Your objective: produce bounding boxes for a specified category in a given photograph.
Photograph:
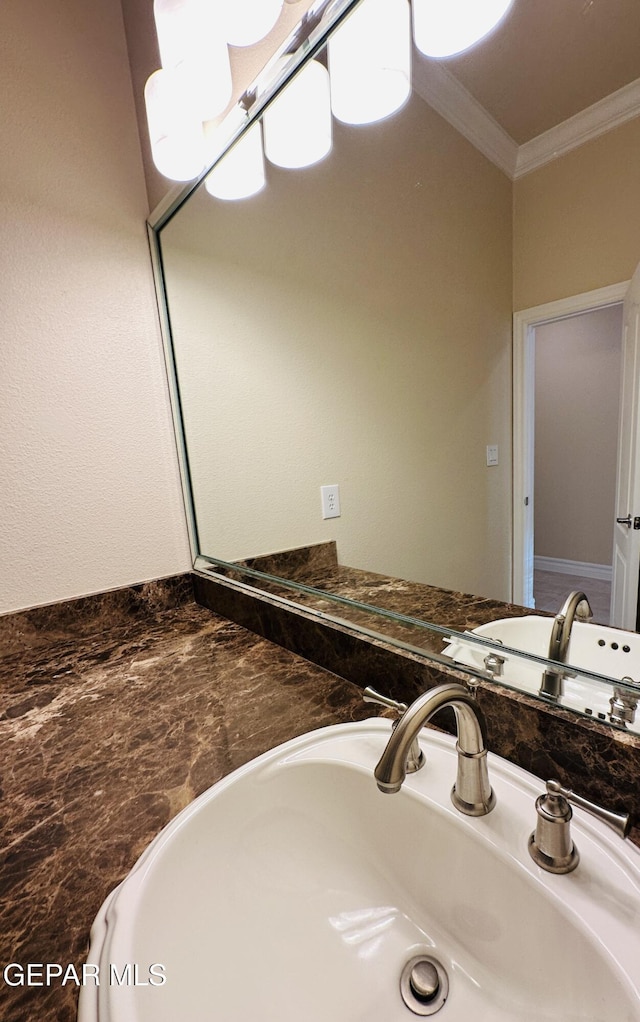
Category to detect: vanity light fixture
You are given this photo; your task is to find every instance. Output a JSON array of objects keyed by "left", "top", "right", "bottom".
[
  {"left": 144, "top": 67, "right": 205, "bottom": 181},
  {"left": 145, "top": 0, "right": 513, "bottom": 183},
  {"left": 153, "top": 0, "right": 231, "bottom": 121},
  {"left": 328, "top": 0, "right": 411, "bottom": 125},
  {"left": 413, "top": 0, "right": 513, "bottom": 58},
  {"left": 204, "top": 121, "right": 265, "bottom": 199},
  {"left": 264, "top": 60, "right": 332, "bottom": 170}
]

=== YOUR INSTRUCTIONS ===
Please update the listing above by replacing "vanity light fixture" with "bathroom light fixture" and leaving everything else unchanged. Reproduce all of it except the pictures.

=== RIGHT ANSWER ===
Your objective: produce bounding boxes for a specified category in a given photograph.
Photograph:
Category to detect: bathroom light fixture
You are given this photo; your task is to find every instance. Output a JSON array of objects keyed by "left", "top", "right", "bottom".
[
  {"left": 144, "top": 67, "right": 205, "bottom": 181},
  {"left": 145, "top": 0, "right": 513, "bottom": 183},
  {"left": 153, "top": 0, "right": 231, "bottom": 121},
  {"left": 328, "top": 0, "right": 411, "bottom": 125},
  {"left": 413, "top": 0, "right": 513, "bottom": 58},
  {"left": 204, "top": 121, "right": 265, "bottom": 199},
  {"left": 264, "top": 60, "right": 332, "bottom": 170}
]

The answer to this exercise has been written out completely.